TASK SET
[A] List the three couples named in the article below about the "While We're Waiting" retreats, all of whom have lost children.
[B] According to the article below about the "While We're Waiting" retreats, where are the retreats currently held?

- Associated Press - Monday, May 5, 2014

EL DORADO, Ark. (AP) - She started having headaches - bad headaches - when she was only 16 years old - a sophomore in high school with dreams of a bright future.

Eighteen months after Hannah Sullivan died, her grieving parents decided to do something to help other parents who continue to mourn the loss of a child.

Brad and Jill Sullivan now share their story and have created the “While We’re Waiting,” faith-based retreats for bereaved parents.

“The Sullivan Four” are Brad, Jill and their two daughters, Hannah, who died in 2009 at the age of 17, and Bethany.

They lived in El Dorado from 1999 to 2003, and Brad served as assistant principal at El Dorado High School. He now serves as an assistant superintendent at Fountain Lake in Hot Springs, director of curriculum and instruction.

Jill is a speech pathologist, and they live in Magnet Cove. Their daughter, Bethany, is engaged to be married and is studying dental hygiene at the University of Arkansas.

They share their story of God’s faithfulness throughout their daughter’s illness, what He taught them during the past five years and how the church can best minister to grieving parents, Jill said.

Brad and Jill are co-founders of “While We’re Waiting,” with Larry and Janice Brown, and currently, retreats for parents who have lost children are held at the Family Farm, a Christian day camp in Glen Rose, owned and operated by Stan and Donna May, Jill said.

All three couples have lost children.

RECORD EXTRACTS
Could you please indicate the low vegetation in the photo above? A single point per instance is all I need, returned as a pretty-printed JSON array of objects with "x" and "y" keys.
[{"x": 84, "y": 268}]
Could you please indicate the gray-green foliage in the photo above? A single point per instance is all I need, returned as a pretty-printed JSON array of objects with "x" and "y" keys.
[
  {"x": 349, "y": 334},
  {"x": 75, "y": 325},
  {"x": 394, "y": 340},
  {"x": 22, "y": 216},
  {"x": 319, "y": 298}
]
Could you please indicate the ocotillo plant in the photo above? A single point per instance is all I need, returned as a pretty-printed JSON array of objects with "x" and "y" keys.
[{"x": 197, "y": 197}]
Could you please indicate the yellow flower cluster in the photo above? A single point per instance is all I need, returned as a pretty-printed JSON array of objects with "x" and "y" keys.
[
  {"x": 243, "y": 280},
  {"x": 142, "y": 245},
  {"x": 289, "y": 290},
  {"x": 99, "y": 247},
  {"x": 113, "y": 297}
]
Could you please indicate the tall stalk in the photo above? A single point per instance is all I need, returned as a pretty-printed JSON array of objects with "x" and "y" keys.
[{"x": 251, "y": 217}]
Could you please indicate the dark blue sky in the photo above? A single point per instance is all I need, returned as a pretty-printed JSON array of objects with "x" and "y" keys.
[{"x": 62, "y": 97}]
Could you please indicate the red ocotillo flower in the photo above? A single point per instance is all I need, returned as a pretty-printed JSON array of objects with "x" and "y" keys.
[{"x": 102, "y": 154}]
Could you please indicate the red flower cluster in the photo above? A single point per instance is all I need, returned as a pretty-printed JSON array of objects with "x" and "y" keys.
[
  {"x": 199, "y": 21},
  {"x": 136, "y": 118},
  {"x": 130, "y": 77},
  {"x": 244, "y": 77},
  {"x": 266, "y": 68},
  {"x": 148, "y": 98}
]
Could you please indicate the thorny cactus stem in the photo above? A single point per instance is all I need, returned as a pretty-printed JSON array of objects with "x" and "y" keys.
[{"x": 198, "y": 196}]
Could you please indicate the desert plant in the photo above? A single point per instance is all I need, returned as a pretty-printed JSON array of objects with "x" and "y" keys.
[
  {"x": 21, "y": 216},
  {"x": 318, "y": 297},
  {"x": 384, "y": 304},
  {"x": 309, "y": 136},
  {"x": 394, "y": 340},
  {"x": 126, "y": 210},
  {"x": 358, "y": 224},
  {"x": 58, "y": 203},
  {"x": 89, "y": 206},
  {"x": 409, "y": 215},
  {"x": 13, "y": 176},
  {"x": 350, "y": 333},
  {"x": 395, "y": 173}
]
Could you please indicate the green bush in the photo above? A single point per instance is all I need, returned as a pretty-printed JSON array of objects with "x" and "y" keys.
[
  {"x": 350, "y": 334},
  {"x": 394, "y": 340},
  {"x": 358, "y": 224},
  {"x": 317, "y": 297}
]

* * *

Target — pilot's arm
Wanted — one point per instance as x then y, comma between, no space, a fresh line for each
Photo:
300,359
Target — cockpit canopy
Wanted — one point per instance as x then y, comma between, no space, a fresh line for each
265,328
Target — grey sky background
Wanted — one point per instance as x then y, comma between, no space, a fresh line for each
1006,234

ANSWERS TO EACH TASK
[A]
Brad and Jill Sullivan
Larry and Janice Brown
Stan and Donna May

[B] At the Family Farm, a Christian day camp in Glen Rose.